--- START OF Provided passage ---
In many textbooks, the Wilsonian and old-fashioned views of renormalization are treated as totally separate, but they are actually very closely connected. I will use your notation and describe three views of renormalization as would be taught in the three semesters of a typical QFT course.
QFT I: bare perturbation theory
Bare perturbation theory is the way renormalization is first explained in many textbooks, and the way it was first worked out. For concreteness, suppose $\phi^3$ theory is relevant to our world, and we observe that the particles have physical mass $m_p$ and physical interaction strength $g_p$, by measuring cross sections. That is, naively we have a theory with Lagrangian
$$\mathcal{L}_{\text{naive}} = (\partial \phi)^2 + m_p^2 \phi^2 + g_p \phi^3$$
where I suppress all numerical coefficients. Then the tree-level predictions of this theory roughly match that of observations. But this agreement is an illusion. When we go to one-loop order, we see the physical mass and interaction strength are instead predicted to be infinite.
--- END OF Provided passage ---
--- START OF Recorded information ---
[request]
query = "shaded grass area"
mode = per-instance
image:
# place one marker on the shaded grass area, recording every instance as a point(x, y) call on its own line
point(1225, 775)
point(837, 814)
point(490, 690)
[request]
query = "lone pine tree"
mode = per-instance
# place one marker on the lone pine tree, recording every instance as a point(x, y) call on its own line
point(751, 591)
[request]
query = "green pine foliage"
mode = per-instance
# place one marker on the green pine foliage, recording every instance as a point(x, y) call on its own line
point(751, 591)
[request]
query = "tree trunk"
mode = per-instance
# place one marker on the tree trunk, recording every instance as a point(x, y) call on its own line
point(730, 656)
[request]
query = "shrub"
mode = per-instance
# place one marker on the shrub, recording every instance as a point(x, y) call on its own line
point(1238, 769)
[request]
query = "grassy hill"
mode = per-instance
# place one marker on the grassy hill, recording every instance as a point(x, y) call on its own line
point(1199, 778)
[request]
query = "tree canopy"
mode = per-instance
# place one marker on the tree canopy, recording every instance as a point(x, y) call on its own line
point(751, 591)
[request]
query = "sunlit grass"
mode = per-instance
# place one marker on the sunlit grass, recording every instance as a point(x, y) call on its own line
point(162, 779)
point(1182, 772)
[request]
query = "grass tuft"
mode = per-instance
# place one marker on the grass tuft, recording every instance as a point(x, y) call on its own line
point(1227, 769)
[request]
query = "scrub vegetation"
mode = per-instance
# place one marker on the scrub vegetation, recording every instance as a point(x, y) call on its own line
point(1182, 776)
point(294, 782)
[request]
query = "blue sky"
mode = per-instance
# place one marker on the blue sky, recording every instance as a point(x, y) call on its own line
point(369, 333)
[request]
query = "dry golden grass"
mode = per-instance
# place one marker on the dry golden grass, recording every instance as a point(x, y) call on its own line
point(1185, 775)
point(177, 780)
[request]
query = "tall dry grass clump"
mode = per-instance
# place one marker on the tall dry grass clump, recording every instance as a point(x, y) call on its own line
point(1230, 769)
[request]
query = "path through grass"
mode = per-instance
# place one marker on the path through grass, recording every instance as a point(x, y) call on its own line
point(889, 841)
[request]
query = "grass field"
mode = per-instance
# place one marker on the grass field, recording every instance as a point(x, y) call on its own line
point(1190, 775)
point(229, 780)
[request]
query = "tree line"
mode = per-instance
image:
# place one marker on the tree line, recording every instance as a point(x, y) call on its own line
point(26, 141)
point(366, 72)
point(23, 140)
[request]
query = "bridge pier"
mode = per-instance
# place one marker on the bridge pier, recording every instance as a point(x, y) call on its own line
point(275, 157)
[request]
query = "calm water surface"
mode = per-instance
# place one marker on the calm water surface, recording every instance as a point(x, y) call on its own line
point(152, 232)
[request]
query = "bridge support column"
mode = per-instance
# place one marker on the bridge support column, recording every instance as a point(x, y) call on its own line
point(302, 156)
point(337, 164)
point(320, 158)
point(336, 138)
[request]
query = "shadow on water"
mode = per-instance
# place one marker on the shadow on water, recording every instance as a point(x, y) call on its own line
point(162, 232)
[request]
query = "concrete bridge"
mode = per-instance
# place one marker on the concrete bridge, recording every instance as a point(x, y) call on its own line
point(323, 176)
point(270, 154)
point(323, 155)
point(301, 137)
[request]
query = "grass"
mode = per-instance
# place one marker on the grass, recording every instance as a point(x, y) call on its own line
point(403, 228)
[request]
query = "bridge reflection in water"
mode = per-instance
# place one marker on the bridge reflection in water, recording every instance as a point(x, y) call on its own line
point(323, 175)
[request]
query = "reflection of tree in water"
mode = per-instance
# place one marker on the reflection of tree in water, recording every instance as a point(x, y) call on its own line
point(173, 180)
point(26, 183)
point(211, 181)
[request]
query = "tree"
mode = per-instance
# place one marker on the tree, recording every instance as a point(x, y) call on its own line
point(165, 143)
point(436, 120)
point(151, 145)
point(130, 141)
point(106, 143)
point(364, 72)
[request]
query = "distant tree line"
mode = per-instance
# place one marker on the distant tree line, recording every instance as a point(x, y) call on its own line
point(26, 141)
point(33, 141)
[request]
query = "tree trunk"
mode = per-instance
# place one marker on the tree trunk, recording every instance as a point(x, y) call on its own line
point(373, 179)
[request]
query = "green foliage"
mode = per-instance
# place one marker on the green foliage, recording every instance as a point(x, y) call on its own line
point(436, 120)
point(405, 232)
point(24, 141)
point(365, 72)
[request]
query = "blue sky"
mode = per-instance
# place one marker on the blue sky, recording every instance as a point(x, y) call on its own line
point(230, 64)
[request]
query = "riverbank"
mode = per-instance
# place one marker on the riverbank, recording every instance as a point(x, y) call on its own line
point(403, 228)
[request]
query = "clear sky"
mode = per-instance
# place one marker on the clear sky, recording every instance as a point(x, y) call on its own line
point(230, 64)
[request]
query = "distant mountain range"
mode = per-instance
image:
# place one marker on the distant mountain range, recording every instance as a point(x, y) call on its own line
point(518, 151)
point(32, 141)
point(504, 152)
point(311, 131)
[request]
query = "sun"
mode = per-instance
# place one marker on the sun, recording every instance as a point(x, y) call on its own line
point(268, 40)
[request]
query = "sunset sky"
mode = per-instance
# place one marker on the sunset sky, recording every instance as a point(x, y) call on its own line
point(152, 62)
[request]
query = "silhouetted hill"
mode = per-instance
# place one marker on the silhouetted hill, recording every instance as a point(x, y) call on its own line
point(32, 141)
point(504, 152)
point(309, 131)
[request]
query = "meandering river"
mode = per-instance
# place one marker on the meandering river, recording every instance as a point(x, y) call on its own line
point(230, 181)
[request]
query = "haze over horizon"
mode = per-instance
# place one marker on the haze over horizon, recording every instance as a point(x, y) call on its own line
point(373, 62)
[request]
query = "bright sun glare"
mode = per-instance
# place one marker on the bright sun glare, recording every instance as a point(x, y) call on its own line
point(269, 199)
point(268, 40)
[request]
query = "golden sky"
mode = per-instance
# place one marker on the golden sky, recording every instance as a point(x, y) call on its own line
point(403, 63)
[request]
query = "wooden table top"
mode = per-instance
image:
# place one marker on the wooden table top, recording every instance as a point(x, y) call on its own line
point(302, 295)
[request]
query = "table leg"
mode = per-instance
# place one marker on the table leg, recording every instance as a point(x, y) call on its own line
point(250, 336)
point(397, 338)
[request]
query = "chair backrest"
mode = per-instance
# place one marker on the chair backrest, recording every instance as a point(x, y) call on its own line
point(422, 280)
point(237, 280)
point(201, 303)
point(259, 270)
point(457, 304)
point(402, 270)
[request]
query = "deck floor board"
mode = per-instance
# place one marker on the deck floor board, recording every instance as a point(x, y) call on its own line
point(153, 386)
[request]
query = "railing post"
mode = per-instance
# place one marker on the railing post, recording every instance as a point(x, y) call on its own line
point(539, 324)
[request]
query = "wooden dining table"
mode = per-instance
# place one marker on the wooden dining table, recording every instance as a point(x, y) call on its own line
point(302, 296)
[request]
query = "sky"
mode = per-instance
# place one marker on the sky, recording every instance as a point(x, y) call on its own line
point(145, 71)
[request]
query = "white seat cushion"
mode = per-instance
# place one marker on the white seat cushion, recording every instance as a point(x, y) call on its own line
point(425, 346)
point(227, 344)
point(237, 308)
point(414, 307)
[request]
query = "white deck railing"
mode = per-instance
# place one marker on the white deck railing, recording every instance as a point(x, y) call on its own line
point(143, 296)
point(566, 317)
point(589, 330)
--- END OF Recorded information ---
#### [Directions]
1) In the renormalization text, what are the physical mass and interaction strength predicted to be at one-loop order?
2) Pick up the renormalization text after its final sentence and keep writing it.
The entries come from a separate source.

#### [Per-task answers]
1) They are predicted to be infinite.

2)
In order to fix this problem, we must impose a cutoff $\Lambda$ and instead use the "bare" Lagrangian
$$\mathcal{L}_{\text{bare}}(\Lambda) = (\partial \phi)^2 + m(\Lambda)^2 \phi^2 + g(\Lambda) \phi^3$$
where $m(\Lambda)$ and $g(\Lambda)$ are formally divergent quantities, fixed so that physical predictions are finite. Concretely, for example, we may calculate the correlator $\langle \phi \phi \phi \rangle \sim g$ as a power series in $g(\Lambda)$, giving a series expansion for $g$ in terms of $g(\Lambda)$. We then flip this around to fix $g(\Lambda)$ in terms of $g$. In this way, we get finite predictions that match experiment.
QFT II: on-shell renormalized perturbation theory
Bare perturbation theory is a bit unsatisfactory. For example, it works perturbatively in $g(\Lambda)$, a formally divergent quantity. And the logic is not in the right order: we shouldn't change the theory we're working with once we see our naive theory doesn't work, we should just work with the correct theory from the start.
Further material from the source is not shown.